### Task material
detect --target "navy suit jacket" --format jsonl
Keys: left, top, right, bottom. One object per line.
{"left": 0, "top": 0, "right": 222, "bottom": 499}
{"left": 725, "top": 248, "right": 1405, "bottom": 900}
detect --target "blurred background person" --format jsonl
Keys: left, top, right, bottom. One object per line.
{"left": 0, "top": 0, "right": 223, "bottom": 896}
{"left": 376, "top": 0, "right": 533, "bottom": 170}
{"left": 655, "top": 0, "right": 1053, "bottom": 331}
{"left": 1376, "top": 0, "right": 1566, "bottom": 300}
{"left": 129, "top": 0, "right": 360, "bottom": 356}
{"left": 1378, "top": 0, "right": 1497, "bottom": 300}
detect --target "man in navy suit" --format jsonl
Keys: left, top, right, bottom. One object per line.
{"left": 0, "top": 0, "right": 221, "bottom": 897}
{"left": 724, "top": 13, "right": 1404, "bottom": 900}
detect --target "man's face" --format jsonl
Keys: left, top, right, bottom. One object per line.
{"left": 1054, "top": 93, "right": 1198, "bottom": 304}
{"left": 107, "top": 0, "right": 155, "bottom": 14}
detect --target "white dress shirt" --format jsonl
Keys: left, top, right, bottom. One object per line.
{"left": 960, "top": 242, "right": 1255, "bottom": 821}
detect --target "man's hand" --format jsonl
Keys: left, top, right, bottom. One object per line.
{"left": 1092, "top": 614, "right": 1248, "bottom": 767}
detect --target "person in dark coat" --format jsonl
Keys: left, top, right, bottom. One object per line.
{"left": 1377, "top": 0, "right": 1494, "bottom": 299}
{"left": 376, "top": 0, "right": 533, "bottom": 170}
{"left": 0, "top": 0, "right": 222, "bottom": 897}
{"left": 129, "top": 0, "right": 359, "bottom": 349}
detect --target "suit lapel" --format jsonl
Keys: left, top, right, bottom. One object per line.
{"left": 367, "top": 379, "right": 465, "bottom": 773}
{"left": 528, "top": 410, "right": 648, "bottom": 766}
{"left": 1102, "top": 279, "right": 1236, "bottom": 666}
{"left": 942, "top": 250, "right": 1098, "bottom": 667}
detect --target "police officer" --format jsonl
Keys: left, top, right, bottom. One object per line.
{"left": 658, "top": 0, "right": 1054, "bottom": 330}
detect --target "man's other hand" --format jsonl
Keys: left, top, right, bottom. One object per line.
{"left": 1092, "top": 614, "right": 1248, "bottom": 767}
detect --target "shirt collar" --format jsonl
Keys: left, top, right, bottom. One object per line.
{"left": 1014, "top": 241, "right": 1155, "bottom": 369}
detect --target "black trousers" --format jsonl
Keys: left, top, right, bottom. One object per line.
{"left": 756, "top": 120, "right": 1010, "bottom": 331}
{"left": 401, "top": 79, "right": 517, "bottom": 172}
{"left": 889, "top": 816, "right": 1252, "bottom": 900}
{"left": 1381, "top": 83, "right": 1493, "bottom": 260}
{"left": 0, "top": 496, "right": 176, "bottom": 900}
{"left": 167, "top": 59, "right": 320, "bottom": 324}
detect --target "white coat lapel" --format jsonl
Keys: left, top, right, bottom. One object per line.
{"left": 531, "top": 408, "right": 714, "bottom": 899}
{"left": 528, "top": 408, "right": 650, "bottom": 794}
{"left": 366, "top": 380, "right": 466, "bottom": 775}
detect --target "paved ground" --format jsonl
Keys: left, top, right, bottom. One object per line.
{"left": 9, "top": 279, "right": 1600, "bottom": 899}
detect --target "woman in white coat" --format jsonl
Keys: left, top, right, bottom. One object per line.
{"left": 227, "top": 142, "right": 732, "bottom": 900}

### Goal of the exercise
Using the entries above, return each line that includes the word "hand".

### Solved exercise
detect --target "man's hand" --format jsonl
detect --target "man's other hand" --format jsonl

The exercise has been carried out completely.